> **DATA FOR THIS EXERCISE**
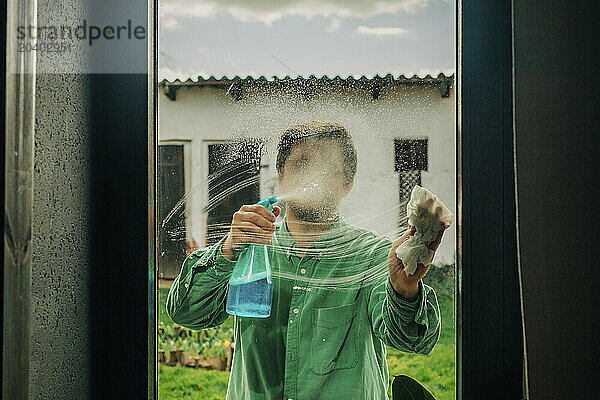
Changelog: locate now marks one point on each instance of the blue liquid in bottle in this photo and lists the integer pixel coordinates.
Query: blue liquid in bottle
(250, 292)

--

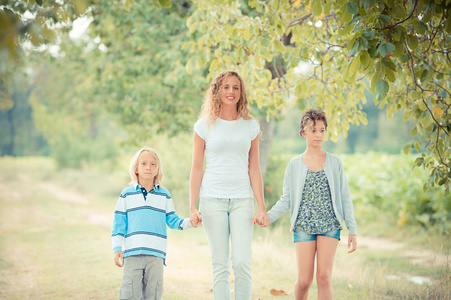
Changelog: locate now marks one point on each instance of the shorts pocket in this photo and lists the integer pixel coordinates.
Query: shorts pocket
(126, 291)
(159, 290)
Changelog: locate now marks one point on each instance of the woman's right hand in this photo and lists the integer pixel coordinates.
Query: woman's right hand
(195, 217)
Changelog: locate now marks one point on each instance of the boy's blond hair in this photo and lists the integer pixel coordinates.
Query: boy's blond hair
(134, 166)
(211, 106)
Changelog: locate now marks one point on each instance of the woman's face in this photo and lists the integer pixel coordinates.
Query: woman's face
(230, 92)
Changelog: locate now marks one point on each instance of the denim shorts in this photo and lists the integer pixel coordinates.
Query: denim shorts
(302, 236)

> **TRY IT**
Gather up the lines containing the word "integer" from these records and copy them.

> **TASK ANSWER**
Changelog: locate now marks one point on each instance of the blue liquid in bottle in this photo and lists the integer pixel coordinates.
Changelog: locate now marks one point on each instance of the shorts pocket in this photo and lists the integer pixel coordinates.
Changelog: locate now marks one point on each instance of the woman's right hand in this photo and lists the integer pixel coordinates.
Changelog: locate now marks one point on each instance of the boy's blond hair in this photo and lists the integer pixel coordinates.
Changelog: locate now marks one point on each instance of the woman's face in this photo and lists the integer pixel coordinates.
Changelog: locate now marks one point on each instance of the denim shorts in this photo and lists the integer pixel coordinates.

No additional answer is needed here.